• [RECORDS TO USE]:
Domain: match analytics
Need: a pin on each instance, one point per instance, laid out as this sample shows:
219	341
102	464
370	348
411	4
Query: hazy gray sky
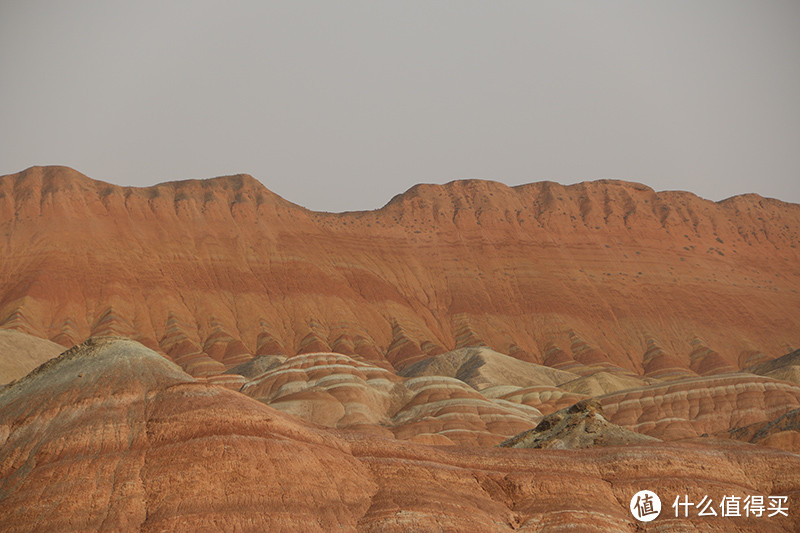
341	105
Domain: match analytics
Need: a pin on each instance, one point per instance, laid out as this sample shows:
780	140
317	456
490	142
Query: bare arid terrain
470	357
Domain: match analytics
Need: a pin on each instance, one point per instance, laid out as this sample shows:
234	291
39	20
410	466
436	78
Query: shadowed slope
20	353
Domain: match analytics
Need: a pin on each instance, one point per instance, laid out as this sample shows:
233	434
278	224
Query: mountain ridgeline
214	272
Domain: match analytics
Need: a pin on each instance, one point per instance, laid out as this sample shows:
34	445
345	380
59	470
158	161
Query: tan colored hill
112	437
601	274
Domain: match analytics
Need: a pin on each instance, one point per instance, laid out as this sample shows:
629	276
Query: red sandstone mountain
460	314
213	272
110	436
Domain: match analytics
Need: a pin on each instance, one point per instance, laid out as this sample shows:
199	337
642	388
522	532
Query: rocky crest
215	272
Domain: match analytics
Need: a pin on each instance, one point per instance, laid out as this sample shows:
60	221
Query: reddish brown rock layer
213	272
125	441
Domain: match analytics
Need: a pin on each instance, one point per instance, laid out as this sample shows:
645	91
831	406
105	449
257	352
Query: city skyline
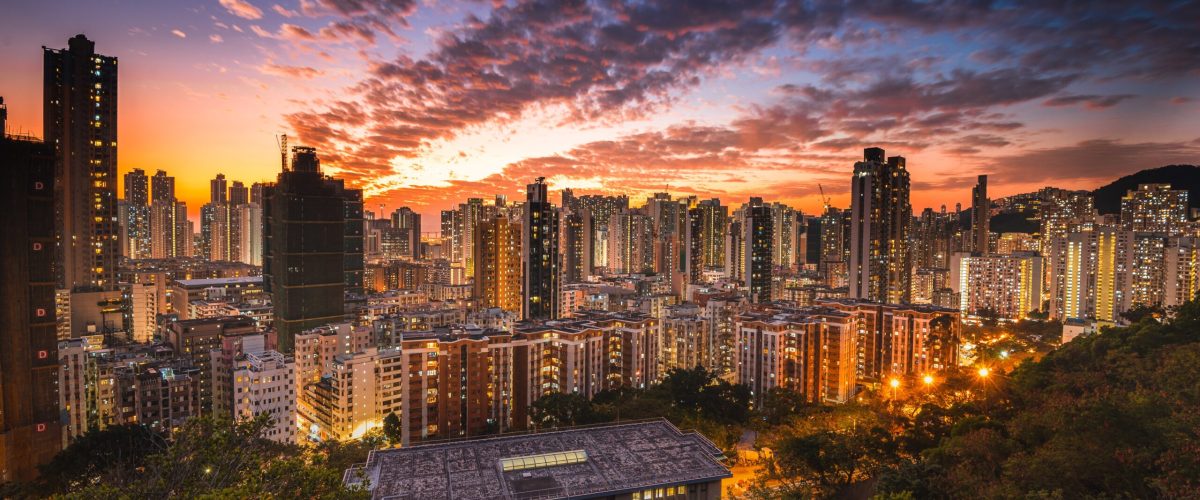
1030	115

• [TASK OBJECTIVE]: All the records above need to be given again word for word. Skip the pictures.

• [FINAL RESULT]:
Domain: match analytics
Need: a pin on each instance, one point per instance, laid out as this sample shows:
219	341
102	464
370	348
411	4
Query: hazy gray sky
341	105
Domain: match analytics
Need: a pin on each instance, one point per instance, laid out as this sample shows:
780	140
317	456
490	142
Query: bare arid terrain
470	357
Domain: match analytics
Need: a pin on each instance, one point per instance, laid out as this sample shows:
234	291
39	20
410	466
436	78
Query: shadowed slope
20	353
Domain: match analytics
Need: a pin on each instance, one point per instance, laid out as this sample shows:
233	434
278	224
Query: mountain ridgeline
214	272
Domain: match analytics
Need: a pin on each instance, one point per instance, laid out as this sample shows:
34	445
345	380
59	470
158	161
Query: tan colored hill
112	437
601	274
Domain: match analytics
Need: a pin on each instance, one point per instance, laid out as this sample shows:
629	276
Query: red sandstone mountain
460	314
213	272
110	436
Domain: match analytics
Need: a pin on each instance, one point per instance, laid out as this sample shows:
199	337
642	388
522	532
Query: rocky crest
215	272
Domain: match analytics
Need: a pin on each instance, one point per instance, laid out as this sample shows:
60	221
Query: reddish brown rock layer
213	272
125	441
Domain: match analytics
Need: a pin on each instance, one point per instance, laid out as this sample shows:
645	91
831	406
105	449
257	352
Query: city skyline
1030	115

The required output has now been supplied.